-- RAW DATA --

━━━━

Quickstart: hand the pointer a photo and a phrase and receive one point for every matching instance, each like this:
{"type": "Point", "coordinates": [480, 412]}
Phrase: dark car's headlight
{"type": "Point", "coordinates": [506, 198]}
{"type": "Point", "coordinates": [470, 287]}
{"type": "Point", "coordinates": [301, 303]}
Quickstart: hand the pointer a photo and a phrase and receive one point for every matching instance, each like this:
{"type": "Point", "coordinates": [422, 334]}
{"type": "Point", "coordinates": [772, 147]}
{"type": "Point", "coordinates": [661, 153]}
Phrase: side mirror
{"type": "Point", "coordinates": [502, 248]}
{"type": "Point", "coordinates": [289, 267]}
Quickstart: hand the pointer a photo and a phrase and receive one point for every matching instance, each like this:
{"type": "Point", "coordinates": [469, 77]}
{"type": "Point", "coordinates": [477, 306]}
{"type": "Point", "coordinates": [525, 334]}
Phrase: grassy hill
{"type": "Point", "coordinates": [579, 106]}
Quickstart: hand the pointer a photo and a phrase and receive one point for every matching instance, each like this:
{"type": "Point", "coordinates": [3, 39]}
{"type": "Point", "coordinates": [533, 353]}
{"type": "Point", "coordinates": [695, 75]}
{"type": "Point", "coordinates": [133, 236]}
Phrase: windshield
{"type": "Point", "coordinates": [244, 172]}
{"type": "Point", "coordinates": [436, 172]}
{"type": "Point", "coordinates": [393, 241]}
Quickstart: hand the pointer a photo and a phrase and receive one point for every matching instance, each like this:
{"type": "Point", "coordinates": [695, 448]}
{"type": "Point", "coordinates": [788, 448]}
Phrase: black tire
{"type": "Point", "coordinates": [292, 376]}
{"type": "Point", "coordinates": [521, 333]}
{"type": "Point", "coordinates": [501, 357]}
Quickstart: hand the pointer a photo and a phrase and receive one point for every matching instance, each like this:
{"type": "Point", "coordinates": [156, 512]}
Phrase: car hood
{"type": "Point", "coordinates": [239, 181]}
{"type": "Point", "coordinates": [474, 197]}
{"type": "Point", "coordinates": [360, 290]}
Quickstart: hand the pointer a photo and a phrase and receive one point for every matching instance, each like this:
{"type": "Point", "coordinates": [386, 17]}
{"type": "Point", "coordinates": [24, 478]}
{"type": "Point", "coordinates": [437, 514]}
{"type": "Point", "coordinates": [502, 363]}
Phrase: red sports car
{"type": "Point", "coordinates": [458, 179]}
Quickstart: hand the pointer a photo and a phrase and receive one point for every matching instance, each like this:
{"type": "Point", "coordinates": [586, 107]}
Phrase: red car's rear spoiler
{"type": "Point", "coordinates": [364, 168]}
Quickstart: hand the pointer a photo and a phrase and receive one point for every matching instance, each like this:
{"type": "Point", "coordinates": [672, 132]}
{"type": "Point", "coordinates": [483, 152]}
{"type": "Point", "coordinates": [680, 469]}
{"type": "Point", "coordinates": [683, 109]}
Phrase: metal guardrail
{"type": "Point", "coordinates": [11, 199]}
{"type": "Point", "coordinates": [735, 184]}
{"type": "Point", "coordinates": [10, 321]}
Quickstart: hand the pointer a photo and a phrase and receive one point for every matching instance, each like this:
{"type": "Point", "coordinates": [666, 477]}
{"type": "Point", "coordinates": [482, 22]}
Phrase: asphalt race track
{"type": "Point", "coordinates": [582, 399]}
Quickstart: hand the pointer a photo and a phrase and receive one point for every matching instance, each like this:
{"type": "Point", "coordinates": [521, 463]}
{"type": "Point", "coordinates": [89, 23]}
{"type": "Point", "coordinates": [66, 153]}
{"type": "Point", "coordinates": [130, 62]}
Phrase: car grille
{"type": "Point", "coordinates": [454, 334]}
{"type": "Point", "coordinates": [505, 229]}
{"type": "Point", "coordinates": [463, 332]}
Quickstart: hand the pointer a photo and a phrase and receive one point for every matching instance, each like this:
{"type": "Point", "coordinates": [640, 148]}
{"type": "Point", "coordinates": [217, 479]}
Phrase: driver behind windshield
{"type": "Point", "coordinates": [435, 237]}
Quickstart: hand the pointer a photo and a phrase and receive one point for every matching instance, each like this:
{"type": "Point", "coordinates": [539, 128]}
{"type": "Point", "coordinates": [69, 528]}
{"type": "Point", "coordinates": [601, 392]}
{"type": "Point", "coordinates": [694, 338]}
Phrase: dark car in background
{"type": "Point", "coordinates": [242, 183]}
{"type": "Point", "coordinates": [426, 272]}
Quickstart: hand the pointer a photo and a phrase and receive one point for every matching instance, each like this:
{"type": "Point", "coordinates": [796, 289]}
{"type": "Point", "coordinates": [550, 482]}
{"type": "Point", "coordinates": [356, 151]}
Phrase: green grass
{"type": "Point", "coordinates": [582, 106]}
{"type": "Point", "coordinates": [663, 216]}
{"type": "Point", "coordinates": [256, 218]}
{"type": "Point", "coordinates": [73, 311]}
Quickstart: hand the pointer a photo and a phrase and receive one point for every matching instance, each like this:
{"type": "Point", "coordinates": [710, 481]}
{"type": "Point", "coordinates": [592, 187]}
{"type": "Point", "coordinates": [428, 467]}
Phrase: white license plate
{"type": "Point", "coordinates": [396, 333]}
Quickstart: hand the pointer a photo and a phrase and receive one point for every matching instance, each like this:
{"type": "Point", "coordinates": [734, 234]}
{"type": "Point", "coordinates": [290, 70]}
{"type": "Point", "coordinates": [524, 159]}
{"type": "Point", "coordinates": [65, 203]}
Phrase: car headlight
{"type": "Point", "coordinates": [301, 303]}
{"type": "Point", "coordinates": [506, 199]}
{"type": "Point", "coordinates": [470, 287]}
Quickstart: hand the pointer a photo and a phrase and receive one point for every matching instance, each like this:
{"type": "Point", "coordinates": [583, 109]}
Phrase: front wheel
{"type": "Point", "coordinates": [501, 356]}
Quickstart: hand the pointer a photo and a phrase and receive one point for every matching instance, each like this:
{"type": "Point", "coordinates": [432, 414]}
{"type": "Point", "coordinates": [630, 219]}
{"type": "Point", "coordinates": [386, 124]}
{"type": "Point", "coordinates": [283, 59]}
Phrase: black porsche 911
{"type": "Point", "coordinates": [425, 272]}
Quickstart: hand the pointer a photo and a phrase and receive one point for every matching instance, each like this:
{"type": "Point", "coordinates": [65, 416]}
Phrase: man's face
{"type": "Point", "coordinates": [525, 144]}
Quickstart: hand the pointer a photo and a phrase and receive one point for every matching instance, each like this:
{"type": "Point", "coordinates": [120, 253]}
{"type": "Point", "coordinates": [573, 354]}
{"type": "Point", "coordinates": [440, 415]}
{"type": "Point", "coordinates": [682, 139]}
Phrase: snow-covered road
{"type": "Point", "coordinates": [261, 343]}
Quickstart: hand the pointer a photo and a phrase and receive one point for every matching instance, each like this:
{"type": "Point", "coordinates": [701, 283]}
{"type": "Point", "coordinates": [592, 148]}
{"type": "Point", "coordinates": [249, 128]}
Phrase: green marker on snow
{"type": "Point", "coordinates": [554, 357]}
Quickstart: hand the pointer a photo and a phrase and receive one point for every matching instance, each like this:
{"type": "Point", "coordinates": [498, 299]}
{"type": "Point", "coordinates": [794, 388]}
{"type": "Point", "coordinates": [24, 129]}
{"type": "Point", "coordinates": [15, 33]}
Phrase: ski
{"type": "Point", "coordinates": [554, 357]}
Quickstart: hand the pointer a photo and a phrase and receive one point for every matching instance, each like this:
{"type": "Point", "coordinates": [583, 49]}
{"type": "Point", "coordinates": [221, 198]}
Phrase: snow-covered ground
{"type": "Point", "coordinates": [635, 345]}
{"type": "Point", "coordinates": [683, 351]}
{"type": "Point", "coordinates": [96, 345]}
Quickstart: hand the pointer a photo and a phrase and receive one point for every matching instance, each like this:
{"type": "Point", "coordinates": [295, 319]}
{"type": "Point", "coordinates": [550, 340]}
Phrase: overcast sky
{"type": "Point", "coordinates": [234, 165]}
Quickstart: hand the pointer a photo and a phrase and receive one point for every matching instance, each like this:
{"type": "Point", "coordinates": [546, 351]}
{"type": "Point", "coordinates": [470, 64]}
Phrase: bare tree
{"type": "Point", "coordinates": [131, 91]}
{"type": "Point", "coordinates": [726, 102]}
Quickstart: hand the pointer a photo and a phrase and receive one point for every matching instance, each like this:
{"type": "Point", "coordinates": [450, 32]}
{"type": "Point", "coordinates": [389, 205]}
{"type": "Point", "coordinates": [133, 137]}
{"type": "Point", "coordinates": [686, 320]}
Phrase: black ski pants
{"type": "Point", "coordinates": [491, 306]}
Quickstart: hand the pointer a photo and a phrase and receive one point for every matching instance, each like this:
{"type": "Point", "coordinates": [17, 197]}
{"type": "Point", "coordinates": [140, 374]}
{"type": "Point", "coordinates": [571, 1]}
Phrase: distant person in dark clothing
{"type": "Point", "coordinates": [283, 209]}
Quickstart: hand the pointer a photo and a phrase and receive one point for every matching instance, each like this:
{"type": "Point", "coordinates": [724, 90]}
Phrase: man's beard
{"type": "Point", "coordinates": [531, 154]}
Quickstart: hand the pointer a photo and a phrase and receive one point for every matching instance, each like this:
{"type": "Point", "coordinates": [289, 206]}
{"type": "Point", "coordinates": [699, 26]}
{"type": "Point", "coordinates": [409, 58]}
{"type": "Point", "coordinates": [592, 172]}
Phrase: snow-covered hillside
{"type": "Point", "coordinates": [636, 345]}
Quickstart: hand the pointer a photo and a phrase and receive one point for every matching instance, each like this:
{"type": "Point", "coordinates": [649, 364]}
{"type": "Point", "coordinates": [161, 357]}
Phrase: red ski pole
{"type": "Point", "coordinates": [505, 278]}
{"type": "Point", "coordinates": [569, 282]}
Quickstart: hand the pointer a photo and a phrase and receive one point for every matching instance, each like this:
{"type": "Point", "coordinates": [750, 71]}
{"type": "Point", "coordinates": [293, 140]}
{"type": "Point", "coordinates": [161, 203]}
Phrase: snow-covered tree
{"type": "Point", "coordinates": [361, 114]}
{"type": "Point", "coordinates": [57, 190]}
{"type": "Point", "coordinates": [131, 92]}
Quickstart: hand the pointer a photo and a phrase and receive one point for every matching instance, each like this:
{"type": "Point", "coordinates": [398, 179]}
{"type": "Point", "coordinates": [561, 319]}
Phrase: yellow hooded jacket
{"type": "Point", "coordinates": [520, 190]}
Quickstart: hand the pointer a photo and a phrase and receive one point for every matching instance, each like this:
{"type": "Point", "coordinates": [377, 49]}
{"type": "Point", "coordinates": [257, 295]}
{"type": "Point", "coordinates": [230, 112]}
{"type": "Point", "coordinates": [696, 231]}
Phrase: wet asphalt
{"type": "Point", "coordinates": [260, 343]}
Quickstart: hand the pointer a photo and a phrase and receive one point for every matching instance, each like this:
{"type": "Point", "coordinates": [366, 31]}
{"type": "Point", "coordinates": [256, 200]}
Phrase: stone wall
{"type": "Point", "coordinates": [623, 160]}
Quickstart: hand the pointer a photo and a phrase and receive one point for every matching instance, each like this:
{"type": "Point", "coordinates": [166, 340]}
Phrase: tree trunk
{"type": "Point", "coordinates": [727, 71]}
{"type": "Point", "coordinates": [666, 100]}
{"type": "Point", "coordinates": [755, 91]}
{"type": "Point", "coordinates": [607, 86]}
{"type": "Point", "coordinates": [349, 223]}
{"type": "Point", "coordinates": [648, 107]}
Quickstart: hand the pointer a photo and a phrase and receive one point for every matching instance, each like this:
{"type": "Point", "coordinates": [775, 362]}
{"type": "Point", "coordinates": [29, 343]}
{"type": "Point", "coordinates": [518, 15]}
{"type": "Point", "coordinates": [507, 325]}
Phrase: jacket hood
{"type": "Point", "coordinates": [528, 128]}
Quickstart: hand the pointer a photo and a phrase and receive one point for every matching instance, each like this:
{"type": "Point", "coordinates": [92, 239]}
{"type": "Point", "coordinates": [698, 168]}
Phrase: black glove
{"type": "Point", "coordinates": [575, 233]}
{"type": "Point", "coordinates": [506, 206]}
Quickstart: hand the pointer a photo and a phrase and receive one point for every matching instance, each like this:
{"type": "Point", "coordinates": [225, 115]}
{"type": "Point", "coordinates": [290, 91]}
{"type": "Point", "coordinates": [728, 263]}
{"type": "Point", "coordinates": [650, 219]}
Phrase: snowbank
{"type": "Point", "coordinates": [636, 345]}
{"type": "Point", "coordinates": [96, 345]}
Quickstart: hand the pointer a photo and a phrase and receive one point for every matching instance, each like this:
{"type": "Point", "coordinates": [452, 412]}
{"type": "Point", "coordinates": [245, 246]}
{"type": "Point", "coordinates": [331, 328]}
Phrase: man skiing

━━━━

-- WHAT YOU ARE ASKED TO DO --
Word for word, repeat the lines from the one holding "Phrase: jacket hood" through the last line of the entries, both included.

-- RESPONSE BELOW --
Phrase: jacket hood
{"type": "Point", "coordinates": [528, 128]}
Quickstart: hand the pointer a photo and a phrase and receive one point for every matching instance, each like this:
{"type": "Point", "coordinates": [92, 239]}
{"type": "Point", "coordinates": [698, 168]}
Phrase: black glove
{"type": "Point", "coordinates": [575, 233]}
{"type": "Point", "coordinates": [506, 206]}
Quickstart: hand the pointer a photo and a phrase and receive one point for every matching instance, each like this:
{"type": "Point", "coordinates": [225, 115]}
{"type": "Point", "coordinates": [290, 91]}
{"type": "Point", "coordinates": [728, 263]}
{"type": "Point", "coordinates": [650, 219]}
Phrase: snowbank
{"type": "Point", "coordinates": [636, 345]}
{"type": "Point", "coordinates": [96, 345]}
Quickstart: hand the pointer a photo and a phrase and receive one point for every matching instance, each like this:
{"type": "Point", "coordinates": [452, 412]}
{"type": "Point", "coordinates": [245, 246]}
{"type": "Point", "coordinates": [331, 328]}
Phrase: man skiing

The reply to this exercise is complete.